### Extracted text
“Over the past decade, we have focused on uncovering the ecological and evolutionary consequences of the extensive genomic heterogeneity observed in natural prokaryotic populations. By leveraging the vast information generated through comparative genomics, transcriptomics, and metagenomics, we have made significant strides in characterizing the genomic diversity of key microbial groups inhabiting the ocean’s epipelagic zone. Recent advancements, such as long-read metagenomics and single-cell sequencing, allowed us to investigate this diversity at unprecedented resolution. For instance, we have published several studies on marine streamlined bacterial groups such as SAR11, HIMB59, SAR116, SAR86, and the two marine pelagic Actinobacteriota lineages: Candidatus Actinomarinales and the Acidimicrobiales. These studies, grounded in an ecogenomic perspective, have revealed critical insights into their genomic variability and ecological roles. Additionally, we have expanded our understanding of viral diversity associated with these microbes, which has improved our understanding of the interactions between microbial hosts and their associated viruses in marine ecosystems.

### Source information
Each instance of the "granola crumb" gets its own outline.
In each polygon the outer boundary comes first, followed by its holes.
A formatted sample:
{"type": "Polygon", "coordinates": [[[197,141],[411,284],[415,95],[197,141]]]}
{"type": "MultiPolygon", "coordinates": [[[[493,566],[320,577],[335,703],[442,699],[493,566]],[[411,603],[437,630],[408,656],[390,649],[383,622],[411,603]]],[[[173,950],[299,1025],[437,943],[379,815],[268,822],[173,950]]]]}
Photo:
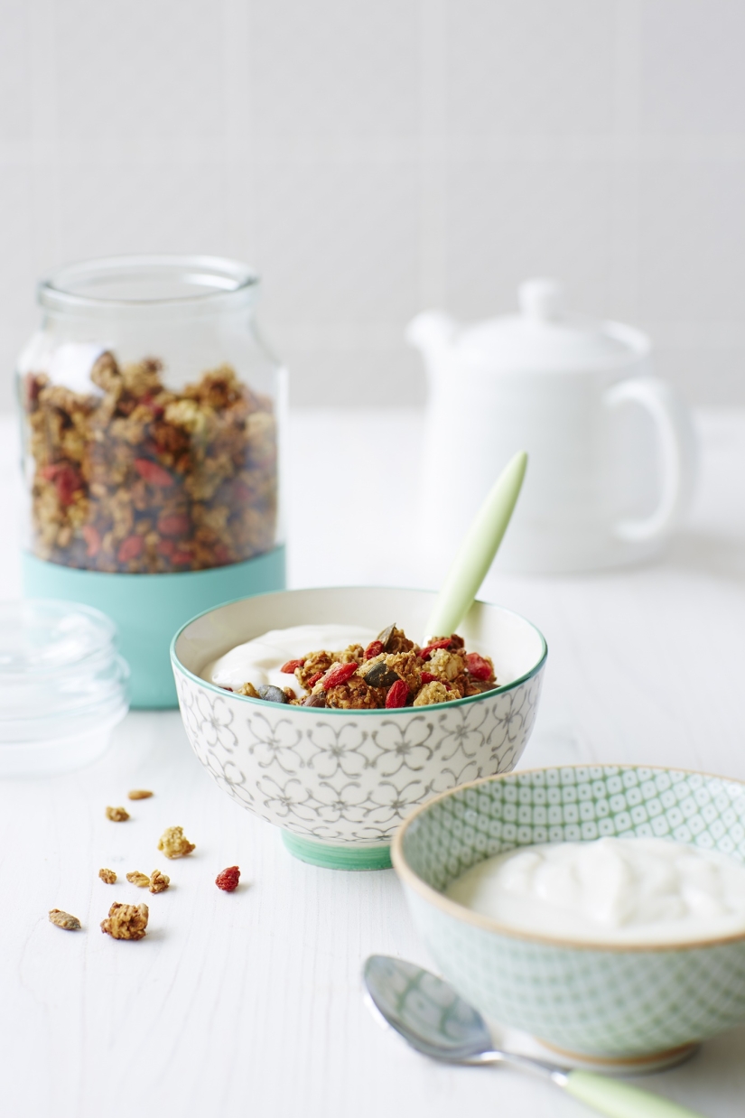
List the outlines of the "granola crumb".
{"type": "Polygon", "coordinates": [[[112,823],[124,823],[126,819],[129,819],[129,817],[130,813],[126,811],[125,807],[106,808],[106,818],[111,819],[112,823]]]}
{"type": "Polygon", "coordinates": [[[452,699],[444,683],[440,683],[437,680],[432,680],[430,683],[425,683],[416,699],[414,700],[415,707],[430,707],[436,702],[447,702],[452,699]]]}
{"type": "Polygon", "coordinates": [[[171,883],[171,879],[167,873],[161,873],[160,870],[153,870],[150,874],[150,892],[151,893],[162,893],[164,892],[171,883]]]}
{"type": "Polygon", "coordinates": [[[138,889],[147,889],[148,885],[150,884],[150,878],[148,877],[148,874],[140,873],[139,870],[132,870],[131,873],[128,873],[126,880],[130,882],[130,884],[136,885],[138,889]]]}
{"type": "Polygon", "coordinates": [[[64,928],[65,931],[79,931],[83,927],[76,916],[63,912],[62,909],[49,909],[49,921],[56,928],[64,928]]]}
{"type": "Polygon", "coordinates": [[[121,904],[114,901],[101,930],[113,939],[142,939],[148,927],[147,904],[121,904]]]}
{"type": "Polygon", "coordinates": [[[158,840],[158,850],[162,850],[166,858],[183,858],[196,850],[196,844],[186,837],[183,827],[166,827],[158,840]]]}

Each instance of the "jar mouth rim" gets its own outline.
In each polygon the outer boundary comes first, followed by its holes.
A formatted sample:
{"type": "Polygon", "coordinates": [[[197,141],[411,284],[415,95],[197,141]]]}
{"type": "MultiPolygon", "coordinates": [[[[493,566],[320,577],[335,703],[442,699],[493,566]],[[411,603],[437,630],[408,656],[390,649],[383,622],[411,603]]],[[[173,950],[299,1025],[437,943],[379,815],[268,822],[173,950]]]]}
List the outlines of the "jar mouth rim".
{"type": "Polygon", "coordinates": [[[244,302],[260,283],[247,264],[220,256],[107,256],[55,268],[39,282],[38,300],[51,310],[204,306],[244,302]]]}

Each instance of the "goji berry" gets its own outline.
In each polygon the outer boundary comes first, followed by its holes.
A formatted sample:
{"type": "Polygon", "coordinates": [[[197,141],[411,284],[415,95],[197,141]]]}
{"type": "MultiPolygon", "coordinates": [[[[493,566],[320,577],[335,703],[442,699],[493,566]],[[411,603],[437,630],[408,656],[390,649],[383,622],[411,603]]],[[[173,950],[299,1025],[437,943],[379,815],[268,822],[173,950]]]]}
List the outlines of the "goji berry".
{"type": "Polygon", "coordinates": [[[144,540],[141,536],[128,536],[119,546],[116,558],[120,562],[129,562],[130,559],[139,559],[144,548],[144,540]]]}
{"type": "Polygon", "coordinates": [[[441,641],[433,641],[432,644],[427,644],[421,650],[419,656],[422,660],[428,660],[430,653],[434,652],[435,648],[449,648],[452,643],[452,638],[449,636],[444,636],[441,641]]]}
{"type": "Polygon", "coordinates": [[[465,657],[465,666],[475,680],[490,680],[492,676],[491,664],[480,656],[478,652],[469,652],[465,657]]]}
{"type": "Polygon", "coordinates": [[[346,683],[349,676],[353,675],[356,671],[357,664],[355,661],[351,664],[332,664],[321,680],[321,686],[324,691],[328,691],[329,688],[339,686],[340,683],[346,683]]]}
{"type": "Polygon", "coordinates": [[[238,888],[238,878],[241,877],[241,870],[237,865],[228,865],[227,870],[223,870],[215,878],[215,884],[218,889],[221,889],[226,893],[232,893],[238,888]]]}
{"type": "Polygon", "coordinates": [[[166,408],[162,407],[160,404],[155,404],[152,396],[143,396],[142,399],[140,400],[140,404],[144,404],[144,406],[152,411],[155,419],[162,419],[166,413],[166,408]]]}
{"type": "Polygon", "coordinates": [[[283,664],[280,669],[285,675],[293,675],[296,667],[302,667],[305,663],[304,660],[289,660],[286,664],[283,664]]]}
{"type": "Polygon", "coordinates": [[[93,524],[83,524],[82,534],[85,540],[86,555],[93,559],[101,551],[101,533],[93,524]]]}
{"type": "Polygon", "coordinates": [[[64,465],[57,468],[55,489],[57,490],[57,498],[60,504],[72,504],[73,496],[82,486],[81,475],[73,466],[64,465]]]}
{"type": "Polygon", "coordinates": [[[149,485],[168,489],[169,485],[173,484],[173,479],[168,470],[163,470],[162,466],[159,466],[157,462],[151,462],[150,458],[135,458],[134,468],[149,485]]]}
{"type": "Polygon", "coordinates": [[[403,680],[398,680],[398,683],[394,683],[386,695],[386,708],[390,710],[393,707],[405,707],[407,699],[408,688],[403,680]]]}
{"type": "Polygon", "coordinates": [[[158,518],[158,531],[161,536],[186,536],[190,524],[186,512],[162,513],[158,518]]]}

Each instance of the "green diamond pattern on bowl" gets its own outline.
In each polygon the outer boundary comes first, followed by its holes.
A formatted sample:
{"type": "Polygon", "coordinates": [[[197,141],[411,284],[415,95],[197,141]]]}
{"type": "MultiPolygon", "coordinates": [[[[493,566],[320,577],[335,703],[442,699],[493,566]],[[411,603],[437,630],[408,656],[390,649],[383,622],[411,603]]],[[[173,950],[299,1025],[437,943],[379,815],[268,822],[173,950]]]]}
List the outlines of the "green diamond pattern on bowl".
{"type": "Polygon", "coordinates": [[[577,766],[493,777],[432,802],[403,828],[394,864],[443,975],[489,1016],[600,1058],[662,1052],[745,1021],[745,937],[563,944],[501,929],[426,889],[441,893],[475,862],[516,846],[602,835],[669,837],[745,861],[745,785],[577,766]]]}

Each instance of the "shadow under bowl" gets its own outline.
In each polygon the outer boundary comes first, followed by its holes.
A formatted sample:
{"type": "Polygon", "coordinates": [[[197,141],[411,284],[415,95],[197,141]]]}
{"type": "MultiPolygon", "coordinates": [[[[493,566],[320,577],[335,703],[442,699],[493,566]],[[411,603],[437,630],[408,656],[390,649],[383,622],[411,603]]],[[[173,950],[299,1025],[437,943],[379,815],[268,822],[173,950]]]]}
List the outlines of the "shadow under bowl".
{"type": "MultiPolygon", "coordinates": [[[[237,695],[205,665],[268,629],[337,623],[423,635],[435,595],[342,587],[243,598],[188,622],[171,644],[183,726],[207,771],[243,807],[282,828],[295,856],[332,869],[390,865],[403,819],[438,792],[513,768],[532,730],[546,642],[501,606],[473,604],[459,632],[503,685],[432,707],[330,710],[237,695]]],[[[309,650],[310,651],[310,650],[309,650]]]]}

### Brief
Continue the passage on the genomic diversity of marine microbes, starting directly after its final sentence.

### Response to this task
Our work highlights the evolutionary strategies of microbes with streamlined genomes to adapt and thrive under the oligotrophic conditions that dominate surface ocean waters. At the individual level, these microbes experience evolutionary pressures that optimize nutrient use through gene loss, as the «streamlining theory” proposes. At the population level, however, these species serve as reservoirs of extensive genetic diversity. Subpopulations coexist and share public goods, preserving this genetic richness within natural populations. This dynamic not only maximizes resource utilization but also fosters a form of evolutionary cooperation.”